─── DATA
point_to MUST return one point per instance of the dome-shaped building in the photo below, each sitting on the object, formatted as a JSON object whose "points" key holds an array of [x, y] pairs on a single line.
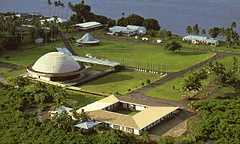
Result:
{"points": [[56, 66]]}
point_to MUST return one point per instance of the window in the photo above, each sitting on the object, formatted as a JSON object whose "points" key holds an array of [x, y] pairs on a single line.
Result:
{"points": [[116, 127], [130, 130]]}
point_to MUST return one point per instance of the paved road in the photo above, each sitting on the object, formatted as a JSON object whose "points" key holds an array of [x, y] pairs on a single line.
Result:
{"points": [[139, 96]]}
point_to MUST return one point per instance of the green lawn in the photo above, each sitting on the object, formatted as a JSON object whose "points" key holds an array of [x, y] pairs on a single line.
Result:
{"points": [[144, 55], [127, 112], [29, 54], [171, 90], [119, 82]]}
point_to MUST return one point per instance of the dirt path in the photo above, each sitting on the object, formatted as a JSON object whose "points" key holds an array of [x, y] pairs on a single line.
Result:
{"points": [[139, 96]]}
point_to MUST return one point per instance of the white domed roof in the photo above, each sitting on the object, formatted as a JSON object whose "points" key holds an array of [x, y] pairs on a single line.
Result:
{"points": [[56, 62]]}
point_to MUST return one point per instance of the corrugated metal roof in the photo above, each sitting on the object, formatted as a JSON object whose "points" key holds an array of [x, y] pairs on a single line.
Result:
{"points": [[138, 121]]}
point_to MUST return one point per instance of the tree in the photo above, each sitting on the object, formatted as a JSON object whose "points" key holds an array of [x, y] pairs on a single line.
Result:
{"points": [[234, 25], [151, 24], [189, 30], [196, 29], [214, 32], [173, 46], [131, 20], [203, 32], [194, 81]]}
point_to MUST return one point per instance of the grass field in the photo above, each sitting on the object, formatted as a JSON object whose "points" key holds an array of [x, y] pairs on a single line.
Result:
──────
● THE TASK
Set out exactly the run of lines that begins at the line holding "point_to MUST return one point per instance of the paved" and ends at the last line of the data.

● EXERCISE ANSWER
point_to MUST return one point per instance of the paved road in the photo above, each sitting on the object, formatted as a JSON object whose "points" key holds an array of [x, y] pairs on a single line.
Result:
{"points": [[139, 96]]}
point_to MUST return one point per instance of the green lawn in the photo above, each sitting on the object, formatted as a JSON object whose "points" key holds an array of [x, y] pairs on a single line.
Result:
{"points": [[144, 55], [127, 112], [29, 54], [171, 90], [119, 82]]}
point_to MUST return one point per instance of the dirt path in the photo above, each sitting on the object, formatted as a JSON object whose "points" key holds an array of [x, y] pairs on a single line.
Result:
{"points": [[139, 96]]}
point_to MUST return one point per instance of the white domed roof in the photo above, each sitting on the object, formatted as a JSON object whose "points" key holds an array of [x, y] pairs on a single line.
Result:
{"points": [[56, 62]]}
point_to MUST return one point per instance of the corrugated metal roof in the photo above, each sitting on the object, formatted as a JSON object whose "points" key holds an array of [x, y] pairs on a single line.
Result:
{"points": [[138, 121]]}
point_to MUST return one point per instance of the tree in the photo above, each sitting on the object, formatted as a JSON object whose "points" key holds an array of [x, y] pairs on a single line.
Result:
{"points": [[234, 25], [151, 24], [189, 30], [196, 29], [214, 32], [173, 46], [131, 20], [203, 32], [194, 81]]}
point_to MUST return one point per instance of the grass field in the photo above, each sitting on the object, formatted as a JSON object whose "points" key holds an array of [x, y] pairs on a single line.
Result:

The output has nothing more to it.